**RECORDS FOR PROCESSING:**
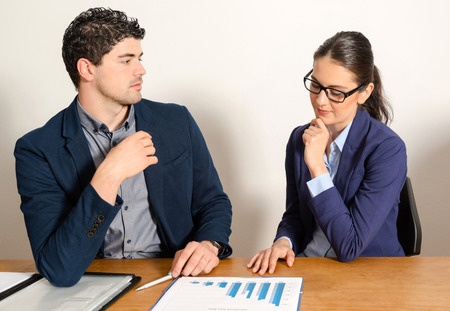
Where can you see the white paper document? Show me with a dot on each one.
(231, 294)
(10, 279)
(92, 292)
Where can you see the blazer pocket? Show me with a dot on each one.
(180, 159)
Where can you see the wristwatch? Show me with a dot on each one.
(219, 246)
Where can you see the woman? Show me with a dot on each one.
(345, 169)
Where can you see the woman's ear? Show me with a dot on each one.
(365, 94)
(85, 69)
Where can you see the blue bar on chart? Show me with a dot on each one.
(249, 287)
(222, 284)
(232, 292)
(262, 291)
(277, 294)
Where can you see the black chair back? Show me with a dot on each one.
(408, 222)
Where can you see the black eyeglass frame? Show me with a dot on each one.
(321, 87)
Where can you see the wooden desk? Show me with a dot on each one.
(411, 283)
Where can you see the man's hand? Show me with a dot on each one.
(134, 154)
(196, 258)
(266, 260)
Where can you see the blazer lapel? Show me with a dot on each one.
(146, 121)
(350, 154)
(77, 146)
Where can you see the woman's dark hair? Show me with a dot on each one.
(93, 34)
(354, 51)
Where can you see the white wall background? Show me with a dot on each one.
(238, 66)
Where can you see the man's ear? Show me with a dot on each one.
(85, 69)
(364, 94)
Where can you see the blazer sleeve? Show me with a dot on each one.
(211, 207)
(366, 211)
(296, 222)
(66, 227)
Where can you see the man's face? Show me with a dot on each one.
(118, 79)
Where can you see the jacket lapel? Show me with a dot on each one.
(77, 146)
(350, 154)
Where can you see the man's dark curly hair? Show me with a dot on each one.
(93, 34)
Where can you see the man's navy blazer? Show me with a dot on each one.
(359, 213)
(66, 220)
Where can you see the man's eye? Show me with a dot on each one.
(315, 85)
(335, 93)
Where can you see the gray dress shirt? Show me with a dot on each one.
(132, 234)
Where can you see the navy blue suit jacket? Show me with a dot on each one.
(358, 215)
(66, 220)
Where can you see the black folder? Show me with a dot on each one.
(95, 291)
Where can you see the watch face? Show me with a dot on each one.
(218, 245)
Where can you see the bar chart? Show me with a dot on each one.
(232, 293)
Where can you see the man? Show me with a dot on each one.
(114, 175)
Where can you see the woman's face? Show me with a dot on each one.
(330, 73)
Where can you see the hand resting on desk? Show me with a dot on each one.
(196, 258)
(266, 260)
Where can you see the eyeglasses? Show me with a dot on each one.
(332, 94)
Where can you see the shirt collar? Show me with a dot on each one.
(91, 124)
(340, 140)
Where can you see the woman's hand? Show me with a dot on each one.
(266, 260)
(316, 138)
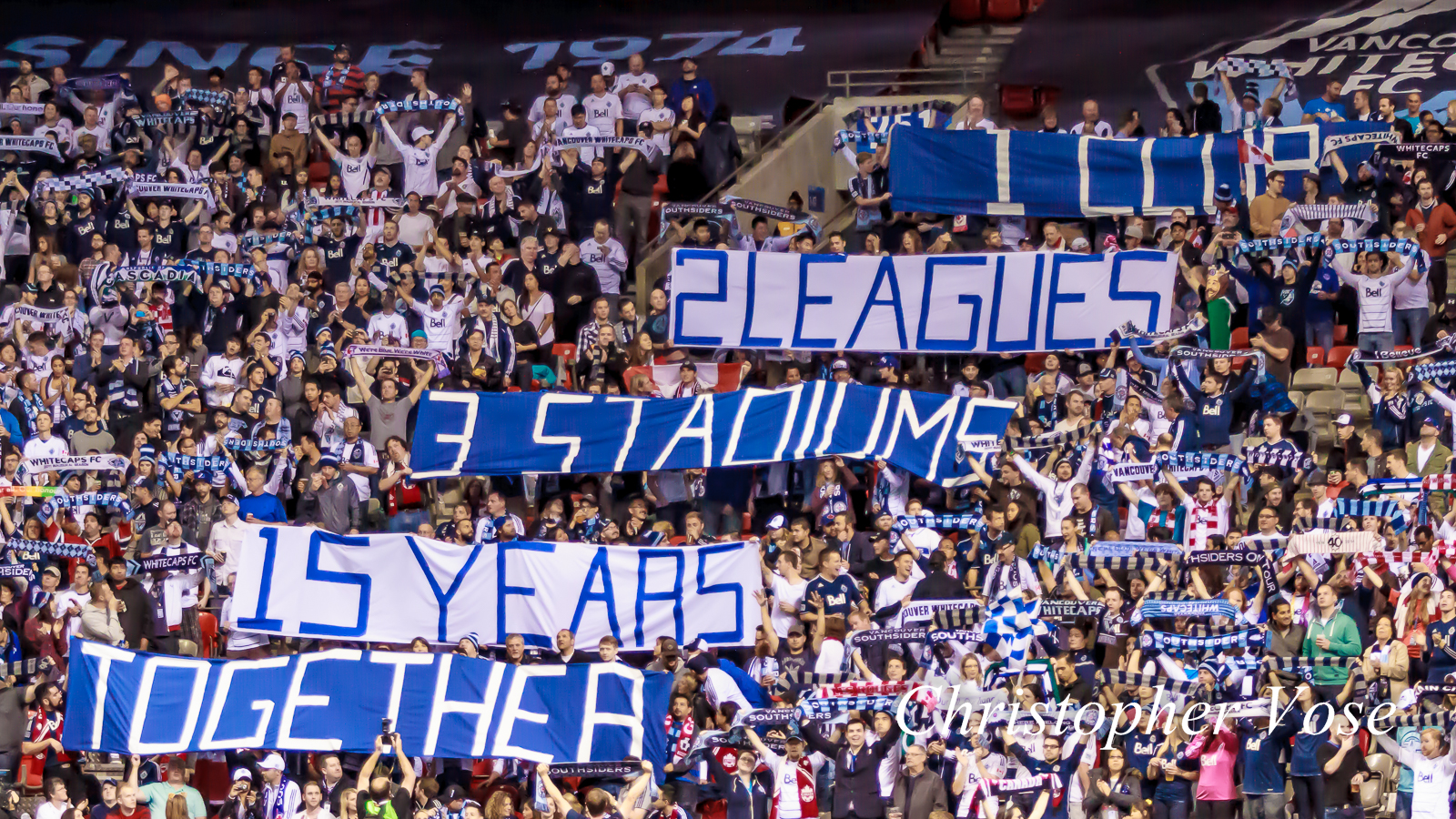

**AIM OF THE TASK:** Reproduce the full listing above verbatim, leaving out the pictures.

**EXERCISE RESPONSE:**
Where can you see the white paper document? Show me with a dot on each one.
(231, 294)
(10, 279)
(92, 292)
Where can you see the blazer pocket? Show me with a dot on each one.
(180, 159)
Where can you see the wristwatch? Show me with a dot on each one.
(219, 246)
Where can you see the woman? Show me with a dot on each one.
(345, 169)
Where can you see the woman's ear? Show me with a dot on each one.
(365, 94)
(85, 69)
Where can you see the blue bar on chart? Show me with a dot on each one.
(249, 287)
(222, 284)
(232, 292)
(262, 291)
(277, 294)
Where can you see the black chair back? Show me with a dot on each one.
(408, 222)
Where can you see the black eyeglass frame? Show me with a dot on each one.
(321, 87)
Where can you see the wooden desk? Show me with a dot on each one.
(411, 283)
Where can you see the man's hand? Show me with a dot on each one.
(134, 154)
(196, 258)
(266, 260)
Where can you see the blazer lapel? Show me with a dot on each one.
(146, 121)
(350, 154)
(77, 146)
Where can you see the woman's dark hair? Show me with a dot on each one.
(93, 34)
(354, 51)
Where can you see the white wall background? Show me with a dot on each one.
(238, 66)
Where can you see the man's ear? Show me with a dot on each one.
(85, 69)
(364, 94)
Where can you see the blazer sleeve? Show me with a dot on each one.
(211, 207)
(366, 211)
(296, 222)
(66, 227)
Where can you see the man's face? Show me with a dot on each one.
(118, 79)
Where can you see the jacket lapel? Show me with a dot on each one.
(77, 146)
(350, 154)
Where can you see the man's dark curly hair? Show me with a dot on each one.
(93, 34)
Where can you see the man's navy blazer? Show me with a dot on each one.
(359, 213)
(66, 220)
Where can you see the man's eye? Show me with a dot on each one.
(315, 85)
(335, 93)
Where can you see the gray dress shirt? Show me with a dot on each one.
(132, 234)
Where can you see the navy blue suit jacket? Show me with a dot on each one.
(358, 215)
(66, 220)
Where can you see the black folder? Show me with a dot on each one.
(95, 291)
Where can you see the watch face? Show me with a dot on each one.
(218, 245)
Where can you see the bar chart? Show me with a dot on each one.
(232, 293)
Where can you see the man? Show me with a dot on each one.
(114, 175)
Where can you see the woman's face? Show me with a dot on each one.
(330, 73)
Where can you see the hand resting on desk? Show me with a dot on each one.
(196, 258)
(266, 260)
Where can you see the eyeglasses? Show me with a dot on each one.
(332, 94)
Where can you see the shirt collar? Show me with a dot on each one.
(91, 124)
(340, 140)
Where can you see the woman's hand? Show me with a dot on each one.
(266, 260)
(316, 138)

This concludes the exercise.